--- Given data ---

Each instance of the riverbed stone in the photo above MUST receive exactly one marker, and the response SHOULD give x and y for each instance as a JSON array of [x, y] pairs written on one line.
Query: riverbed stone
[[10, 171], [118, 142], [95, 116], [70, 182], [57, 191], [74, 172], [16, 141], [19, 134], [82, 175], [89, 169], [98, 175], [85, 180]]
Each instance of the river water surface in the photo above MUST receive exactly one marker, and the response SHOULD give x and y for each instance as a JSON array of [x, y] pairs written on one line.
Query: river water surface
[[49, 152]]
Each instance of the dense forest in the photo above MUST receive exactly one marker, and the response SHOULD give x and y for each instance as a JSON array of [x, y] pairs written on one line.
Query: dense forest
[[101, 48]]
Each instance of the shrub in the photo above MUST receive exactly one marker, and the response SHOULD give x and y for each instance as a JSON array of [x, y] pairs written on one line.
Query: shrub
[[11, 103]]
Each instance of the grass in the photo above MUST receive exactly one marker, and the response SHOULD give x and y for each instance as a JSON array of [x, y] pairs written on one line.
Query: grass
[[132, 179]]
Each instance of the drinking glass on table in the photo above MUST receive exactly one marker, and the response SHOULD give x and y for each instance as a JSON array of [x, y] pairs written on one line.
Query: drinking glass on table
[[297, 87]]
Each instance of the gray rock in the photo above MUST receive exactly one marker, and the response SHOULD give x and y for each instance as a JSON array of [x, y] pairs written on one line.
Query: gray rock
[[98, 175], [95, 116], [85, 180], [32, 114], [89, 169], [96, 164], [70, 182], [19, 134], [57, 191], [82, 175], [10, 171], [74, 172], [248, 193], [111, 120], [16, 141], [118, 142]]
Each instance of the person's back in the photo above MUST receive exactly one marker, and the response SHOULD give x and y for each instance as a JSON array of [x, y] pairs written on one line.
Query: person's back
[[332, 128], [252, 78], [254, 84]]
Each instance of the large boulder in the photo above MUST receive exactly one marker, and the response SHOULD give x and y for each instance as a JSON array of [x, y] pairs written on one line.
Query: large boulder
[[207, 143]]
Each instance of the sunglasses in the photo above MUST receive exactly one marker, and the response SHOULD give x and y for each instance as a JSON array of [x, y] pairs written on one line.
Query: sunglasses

---

Please rewrite all the records above, replacing each occurrence of "marker" with "point" and leaving everything else unchanged.

## Solution to this problem
Each instance of the riverbed stone in the photo above MUST receive exactly one point, and the response SHOULD give x and y for each instance as a JSON array of [x, y] pairs written on one line.
Query: riverbed stone
[[10, 171], [118, 142], [95, 116], [70, 182], [57, 191], [74, 172], [16, 141], [19, 134], [82, 175], [89, 169], [98, 175], [85, 180]]
Each instance of the river water surface in the photo above MUST receive exactly one point, and the response SHOULD give x and y for each instance as a JSON array of [x, y] pairs written on one line.
Query: river water surface
[[49, 152]]
Each instance of the dense forest in the photo above MUST receive exactly one point, and the response SHOULD give x and y for each instance as a JSON array of [x, y] pairs written on one line.
Query: dense forest
[[101, 48]]
Each instance of the shrub in the photo above MUST receive exactly one point, and the response SHOULD give x and y for each instance as a JSON array of [x, y] pairs written on one line.
Query: shrub
[[11, 103]]
Each instance of the grass in the photo above MUST receive exactly one point, and the response SHOULD give x and y for each instance as a JSON array of [x, y] pairs written on one line.
Query: grass
[[132, 179]]
Each instance of the drinking glass on table in the photo above MUST receive exactly one point, and the response SHOULD give x and y for each instance as a JSON array of [x, y] pairs written on one line.
Query: drinking glass on table
[[297, 87]]
Each instance of the gray rock in the photo above MUST receive exactly one point, and the response SHOULD give x and y for each instance as a JSON array of [x, y] pairs written on one line.
Query: gray rock
[[98, 175], [95, 116], [85, 180], [32, 114], [89, 169], [96, 164], [70, 182], [19, 134], [57, 191], [82, 175], [10, 171], [74, 172], [248, 193], [111, 120], [16, 141], [118, 142]]
Each instance of the person's back in the photo above MUST receive exactly one point, and the response SHOULD give x and y for each instance as a JSON array of [x, y] pairs written on one line.
Query: person's back
[[332, 128], [252, 78], [254, 84]]
Each instance of the large boulder in the photo above MUST receive exactly one point, and the response SHOULD give x and y for each instance as a JSON array of [x, y] pairs written on one line.
Query: large boulder
[[207, 143]]
Each instance of the sunglasses in the photo above MUST receive exactly one point, and the response SHOULD give x and y for each instance as a JSON array of [x, y] pairs written on one line.
Query: sunglasses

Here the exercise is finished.